>> begin Listing

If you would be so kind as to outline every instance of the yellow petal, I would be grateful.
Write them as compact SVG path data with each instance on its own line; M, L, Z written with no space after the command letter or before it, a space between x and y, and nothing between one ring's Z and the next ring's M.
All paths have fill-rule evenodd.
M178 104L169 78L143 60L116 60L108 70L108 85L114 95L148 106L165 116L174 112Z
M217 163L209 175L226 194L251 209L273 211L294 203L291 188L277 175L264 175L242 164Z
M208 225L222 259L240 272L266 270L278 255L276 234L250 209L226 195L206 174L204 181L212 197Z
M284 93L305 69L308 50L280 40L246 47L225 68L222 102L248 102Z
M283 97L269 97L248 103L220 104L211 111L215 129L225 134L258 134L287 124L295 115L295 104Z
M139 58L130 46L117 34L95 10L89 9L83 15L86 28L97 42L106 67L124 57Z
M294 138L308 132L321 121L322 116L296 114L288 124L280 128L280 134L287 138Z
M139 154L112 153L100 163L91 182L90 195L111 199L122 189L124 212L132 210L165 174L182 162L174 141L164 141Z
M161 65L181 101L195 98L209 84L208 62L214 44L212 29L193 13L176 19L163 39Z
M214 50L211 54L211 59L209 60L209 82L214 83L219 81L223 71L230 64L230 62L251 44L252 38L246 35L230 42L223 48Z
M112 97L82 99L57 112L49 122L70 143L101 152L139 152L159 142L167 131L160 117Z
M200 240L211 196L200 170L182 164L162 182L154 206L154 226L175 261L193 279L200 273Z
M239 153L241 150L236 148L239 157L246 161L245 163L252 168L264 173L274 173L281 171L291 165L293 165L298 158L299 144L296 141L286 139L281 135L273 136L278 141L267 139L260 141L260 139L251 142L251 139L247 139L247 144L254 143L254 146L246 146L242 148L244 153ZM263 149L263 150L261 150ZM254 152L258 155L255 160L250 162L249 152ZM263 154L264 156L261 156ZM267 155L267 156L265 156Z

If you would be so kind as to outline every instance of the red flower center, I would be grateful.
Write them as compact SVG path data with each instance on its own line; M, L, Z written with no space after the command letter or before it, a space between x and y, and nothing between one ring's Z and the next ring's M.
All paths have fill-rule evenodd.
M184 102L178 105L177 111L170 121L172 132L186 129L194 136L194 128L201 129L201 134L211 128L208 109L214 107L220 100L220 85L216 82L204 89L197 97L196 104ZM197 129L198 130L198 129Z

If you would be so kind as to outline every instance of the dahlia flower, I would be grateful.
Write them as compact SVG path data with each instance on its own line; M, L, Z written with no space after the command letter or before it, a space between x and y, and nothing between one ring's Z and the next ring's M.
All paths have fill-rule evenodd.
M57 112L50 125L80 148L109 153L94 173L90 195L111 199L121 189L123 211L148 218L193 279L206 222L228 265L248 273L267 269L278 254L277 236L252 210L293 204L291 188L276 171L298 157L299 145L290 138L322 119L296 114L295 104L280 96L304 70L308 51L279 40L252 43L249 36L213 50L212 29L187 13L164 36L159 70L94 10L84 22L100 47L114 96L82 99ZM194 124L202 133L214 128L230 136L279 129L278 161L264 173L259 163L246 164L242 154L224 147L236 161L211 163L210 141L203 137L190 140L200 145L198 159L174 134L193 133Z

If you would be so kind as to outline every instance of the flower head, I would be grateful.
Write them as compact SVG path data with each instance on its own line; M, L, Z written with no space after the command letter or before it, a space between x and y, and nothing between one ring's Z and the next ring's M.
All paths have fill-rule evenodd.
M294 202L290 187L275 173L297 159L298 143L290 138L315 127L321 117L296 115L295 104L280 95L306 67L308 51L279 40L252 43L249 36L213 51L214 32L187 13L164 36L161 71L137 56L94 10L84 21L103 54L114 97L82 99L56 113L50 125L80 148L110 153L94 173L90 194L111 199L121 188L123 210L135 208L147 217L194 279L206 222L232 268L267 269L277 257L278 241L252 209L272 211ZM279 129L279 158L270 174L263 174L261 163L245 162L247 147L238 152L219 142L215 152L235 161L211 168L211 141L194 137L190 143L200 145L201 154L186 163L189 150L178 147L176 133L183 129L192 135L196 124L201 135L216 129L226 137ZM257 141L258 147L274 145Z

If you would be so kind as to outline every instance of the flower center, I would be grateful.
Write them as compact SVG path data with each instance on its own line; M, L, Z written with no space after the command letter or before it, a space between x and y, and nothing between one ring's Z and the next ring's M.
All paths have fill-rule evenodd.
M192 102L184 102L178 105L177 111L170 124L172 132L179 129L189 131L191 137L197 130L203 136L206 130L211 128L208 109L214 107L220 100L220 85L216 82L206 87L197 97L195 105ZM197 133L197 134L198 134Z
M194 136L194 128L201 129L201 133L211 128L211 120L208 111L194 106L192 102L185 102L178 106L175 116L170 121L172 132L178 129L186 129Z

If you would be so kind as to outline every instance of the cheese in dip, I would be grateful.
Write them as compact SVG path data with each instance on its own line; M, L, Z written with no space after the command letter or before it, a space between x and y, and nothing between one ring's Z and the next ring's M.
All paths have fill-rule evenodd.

>> end Listing

Copy out every one of the lines above, character for character, with nothing changed.

If you would be so kind as to outline every instance of the yellow petal, I would be grateful.
Write them as compact SVG path data with each instance on its own line; M, L, Z written with no space after the command letter or before it, a space between x and y, and nothing between one ring's Z and the next ring's M.
All paths have fill-rule evenodd.
M178 104L169 78L143 60L116 60L108 70L108 85L114 95L148 106L165 116L174 112Z
M217 163L209 175L226 194L251 209L273 211L294 203L291 188L277 175L264 175L242 164Z
M208 225L222 259L240 272L266 270L278 255L276 234L250 209L226 195L206 174L204 181L212 197Z
M284 93L305 69L308 50L280 40L246 47L225 68L222 102L248 102Z
M283 97L269 97L248 103L220 104L211 111L215 129L225 134L258 134L287 124L295 115L295 104Z
M139 58L130 46L117 34L95 10L89 9L83 15L86 28L97 42L106 67L124 57Z
M294 138L308 132L321 121L322 116L296 114L288 124L280 128L280 134L287 138Z
M139 154L112 153L100 163L91 182L90 195L111 199L122 189L124 212L132 210L165 174L182 162L174 141L164 141Z
M161 65L181 101L195 98L209 84L208 62L214 44L212 29L193 13L176 19L163 39Z
M214 50L211 54L211 59L209 60L209 82L214 83L219 81L223 71L230 64L230 62L251 44L252 38L246 35L230 42L223 48Z
M112 97L82 99L57 112L49 122L70 143L101 152L139 152L159 142L167 131L160 117Z
M200 240L211 196L200 170L182 164L162 182L154 206L154 226L175 261L193 279L200 273Z
M239 153L241 150L236 148L239 157L246 161L245 163L252 168L264 173L274 173L281 171L291 165L293 165L298 158L299 144L296 141L286 139L281 135L273 136L278 141L267 139L260 141L260 139L251 142L251 139L247 139L247 144L254 143L254 146L246 146L242 148L244 153ZM263 149L263 150L261 150ZM254 152L258 155L255 160L250 162L249 152ZM263 154L264 156L261 156ZM267 155L267 156L265 156Z

If you would be so kind as to outline every instance of the red flower center, I would be grateful.
Write them as compact SVG path data with each instance on its own line; M, L, Z written with no space after the command letter or before it, a space between x and y, and nothing between one ring's Z and the next ring's M.
All paths have fill-rule evenodd.
M184 102L178 105L177 111L170 121L172 132L186 129L194 136L194 128L201 129L201 134L211 128L208 109L214 107L220 100L220 85L216 82L204 89L197 97L196 104ZM197 129L198 130L198 129Z

If you would be so kind as to outline every instance of the dahlia flower, I would be grateful.
Write them as compact SVG path data with each instance on its own line; M, L, Z written with no space after the command letter or before it, a space between x and y, and nothing between one ring's Z and the next ring's M.
All paths have fill-rule evenodd.
M57 112L50 125L80 148L109 153L94 173L90 195L111 199L121 189L123 211L148 218L193 279L206 222L228 265L248 273L267 269L278 254L277 236L252 210L293 204L291 188L276 171L298 157L299 145L290 138L322 119L296 114L295 104L280 96L304 70L308 51L279 40L252 43L249 36L213 50L212 29L187 13L164 36L159 70L94 10L84 22L100 47L114 96L82 99ZM194 124L202 133L214 128L230 136L279 129L278 161L264 173L259 163L246 164L242 154L224 147L236 161L211 163L210 141L203 137L190 140L200 145L198 159L174 134L193 133Z

If you would be so kind as to outline every instance of the flower head, I would be grateful.
Write them as compact SVG path data with each instance on its own line; M, L, Z written with no space after the command letter or before it, a space between x and y, and nothing between one ring's Z and the next ring's M.
All paths have fill-rule evenodd.
M294 202L290 187L275 173L297 159L298 143L290 138L315 127L321 117L296 115L295 104L280 95L306 67L308 51L279 40L252 43L249 36L213 51L214 32L187 13L164 36L161 71L137 56L94 10L84 21L103 54L114 97L82 99L56 113L50 125L80 148L110 153L94 173L90 194L111 199L121 188L123 210L135 208L147 217L194 279L206 222L232 268L267 269L277 257L278 241L252 209L272 211ZM279 129L279 158L270 174L263 174L261 163L245 162L247 147L238 152L219 142L215 152L235 161L211 168L211 141L194 137L190 143L200 145L201 154L186 163L189 150L178 147L176 133L183 129L192 135L196 124L201 135L216 129L226 137ZM257 141L258 147L274 145Z

If you would be so kind as to outline every instance of the flower center, I would be grateful.
Write them as compact SVG path data with each instance on its own line; M, L, Z written with no space after the command letter or before it, a space between x and y, and nothing between one ring's Z and the next ring's M.
All paths have fill-rule evenodd.
M192 102L184 102L178 105L177 111L170 124L172 132L179 129L189 131L191 137L197 130L203 136L206 130L211 128L208 109L214 107L220 100L220 85L216 82L206 87L197 97L195 105ZM197 133L197 134L198 134Z
M194 136L194 128L201 129L201 133L211 128L211 120L208 111L194 106L192 102L185 102L178 106L175 116L170 121L172 132L178 129L186 129Z

If you would be so kind as to outline every instance of the cheese in dip, I would be grateful.
Write them as compact SVG path data with each instance on its own line; M, L, Z written with no space after the command letter or before it, a space between x and y, and nothing between one ring's Z and the next ring's M.
All paths have fill-rule evenodd.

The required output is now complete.